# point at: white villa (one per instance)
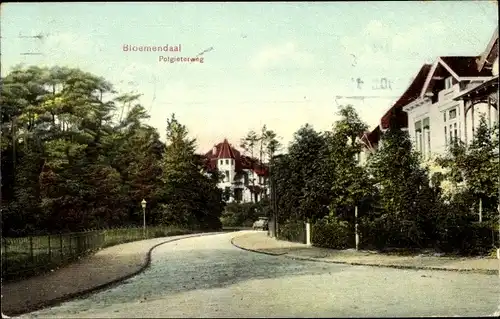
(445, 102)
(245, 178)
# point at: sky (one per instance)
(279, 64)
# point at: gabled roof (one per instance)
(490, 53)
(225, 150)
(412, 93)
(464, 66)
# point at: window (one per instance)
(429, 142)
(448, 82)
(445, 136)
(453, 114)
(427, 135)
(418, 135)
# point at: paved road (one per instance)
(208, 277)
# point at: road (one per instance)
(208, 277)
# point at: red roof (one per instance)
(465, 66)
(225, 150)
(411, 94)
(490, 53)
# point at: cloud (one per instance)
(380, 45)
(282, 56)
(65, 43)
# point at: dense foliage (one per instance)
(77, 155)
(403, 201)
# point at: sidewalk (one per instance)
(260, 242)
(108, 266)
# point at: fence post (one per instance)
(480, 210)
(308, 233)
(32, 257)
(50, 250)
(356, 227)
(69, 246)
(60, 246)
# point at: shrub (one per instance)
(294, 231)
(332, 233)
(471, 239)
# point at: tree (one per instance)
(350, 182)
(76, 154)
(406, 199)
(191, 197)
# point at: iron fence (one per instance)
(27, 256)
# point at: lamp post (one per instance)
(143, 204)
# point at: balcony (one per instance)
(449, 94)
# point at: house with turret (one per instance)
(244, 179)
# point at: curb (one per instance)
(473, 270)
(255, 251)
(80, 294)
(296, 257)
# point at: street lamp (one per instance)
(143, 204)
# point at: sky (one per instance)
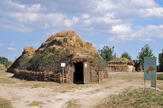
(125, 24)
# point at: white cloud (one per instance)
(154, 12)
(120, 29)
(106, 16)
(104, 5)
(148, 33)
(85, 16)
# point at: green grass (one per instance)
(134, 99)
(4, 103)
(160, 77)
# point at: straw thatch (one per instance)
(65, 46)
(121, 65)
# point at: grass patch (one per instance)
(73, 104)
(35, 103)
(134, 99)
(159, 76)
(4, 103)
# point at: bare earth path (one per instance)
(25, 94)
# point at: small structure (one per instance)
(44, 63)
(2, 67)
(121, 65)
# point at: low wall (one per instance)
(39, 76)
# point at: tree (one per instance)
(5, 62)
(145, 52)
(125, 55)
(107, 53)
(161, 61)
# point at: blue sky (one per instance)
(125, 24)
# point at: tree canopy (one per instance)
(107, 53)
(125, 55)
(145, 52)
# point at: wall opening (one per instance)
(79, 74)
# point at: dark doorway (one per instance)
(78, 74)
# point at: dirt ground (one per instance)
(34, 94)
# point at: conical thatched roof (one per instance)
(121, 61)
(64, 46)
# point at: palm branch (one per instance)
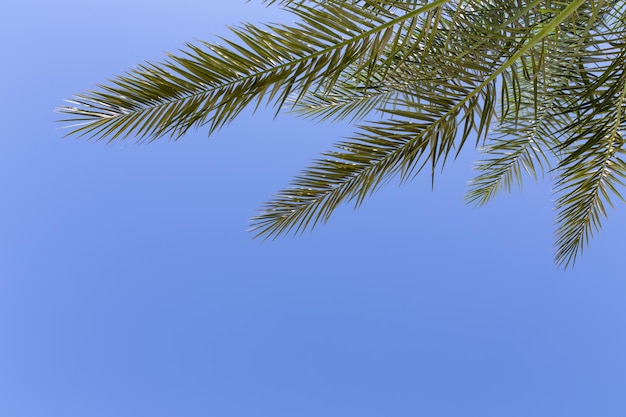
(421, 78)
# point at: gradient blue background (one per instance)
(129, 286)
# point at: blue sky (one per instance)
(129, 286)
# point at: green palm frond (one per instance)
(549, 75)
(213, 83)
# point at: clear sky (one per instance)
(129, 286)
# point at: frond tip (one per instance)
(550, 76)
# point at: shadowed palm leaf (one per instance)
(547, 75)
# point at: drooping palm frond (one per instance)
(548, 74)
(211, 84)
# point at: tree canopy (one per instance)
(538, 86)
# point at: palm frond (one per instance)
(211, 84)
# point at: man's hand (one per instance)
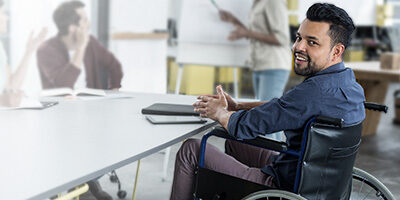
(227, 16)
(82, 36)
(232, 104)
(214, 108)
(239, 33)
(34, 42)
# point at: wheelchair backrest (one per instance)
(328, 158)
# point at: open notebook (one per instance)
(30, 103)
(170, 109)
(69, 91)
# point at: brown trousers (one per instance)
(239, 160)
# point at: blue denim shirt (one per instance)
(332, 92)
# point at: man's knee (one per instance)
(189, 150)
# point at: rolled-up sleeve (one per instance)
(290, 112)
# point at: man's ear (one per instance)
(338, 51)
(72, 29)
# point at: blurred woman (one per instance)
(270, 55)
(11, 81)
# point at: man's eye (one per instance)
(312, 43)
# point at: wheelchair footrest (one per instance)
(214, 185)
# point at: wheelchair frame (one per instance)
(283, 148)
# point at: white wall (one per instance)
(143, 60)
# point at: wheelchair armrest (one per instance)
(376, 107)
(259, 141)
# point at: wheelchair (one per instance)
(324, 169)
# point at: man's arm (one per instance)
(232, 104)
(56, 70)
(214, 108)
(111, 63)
::::::
_TASK DIRECTIONS_
All that is wanted is an exact copy of the lines from the line holding "# point at: wheelchair frame" through the end of the material above, including both.

_TASK RESULT_
# point at: wheelchair frame (one per instance)
(283, 148)
# point at: white wall (one per instance)
(143, 60)
# point at: wheelchair armrest (one per instance)
(376, 107)
(259, 141)
# point at: wheelchair (one per instance)
(324, 169)
# point at: man's arm (one per instance)
(232, 104)
(56, 70)
(214, 108)
(111, 63)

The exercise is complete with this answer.